> _Extract provided_:
::::::::::
First, there’s the story you probably already know of David “Skull” Schulman, who opened his nightclub in 1948 in Printers Alley. The Hee-Haw regular was called the “Mayor of Printers Alley,” often parading his poodles — one of whom was a gift from Elvis, and both of whom he’d dye red and green at Christmas — on rhinestone leashes down the alley. To say this is instantly iconic behavior is an understatement, and the current iteration of Skull’s Rainbow Room — a vibrant speakeasy-style restaurant replete with piano music, burlesque shows, and quality old-school cuisine — is a fitting tribute to Skull.
::::::::::
> _Collected data_:
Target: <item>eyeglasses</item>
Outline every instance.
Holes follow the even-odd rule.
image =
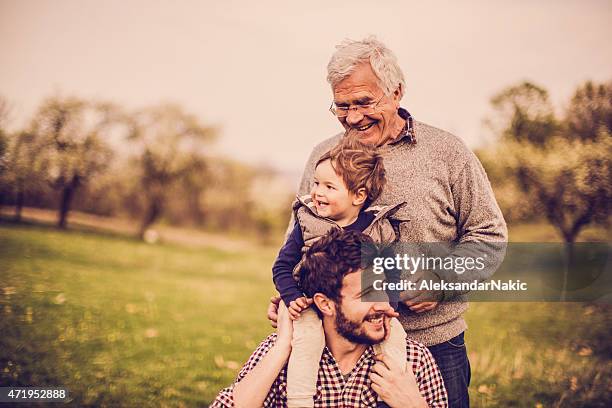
::::::::::
> _Task instructions_:
a. According to the passage about Skull Schulman, in what year did he open his nightclub in Printers Alley?
b. Rewrite the passage about Skull Schulman from "First, there’s the" to "tribute to Skull.", changing "poodles" to "dogs".

> _Expected answers_:
a. 1948

b.
First, there’s the story you probably already know of David “Skull” Schulman, who opened his nightclub in 1948 in Printers Alley. The Hee-Haw regular was called the “Mayor of Printers Alley,” often parading his dogs — one of whom was a gift from Elvis, and both of whom he’d dye red and green at Christmas — on rhinestone leashes down the alley. To say this is instantly iconic behavior is an understatement, and the current iteration of Skull’s Rainbow Room — a vibrant speakeasy-style restaurant replete with piano music, burlesque shows, and quality old-school cuisine — is a fitting tribute to Skull.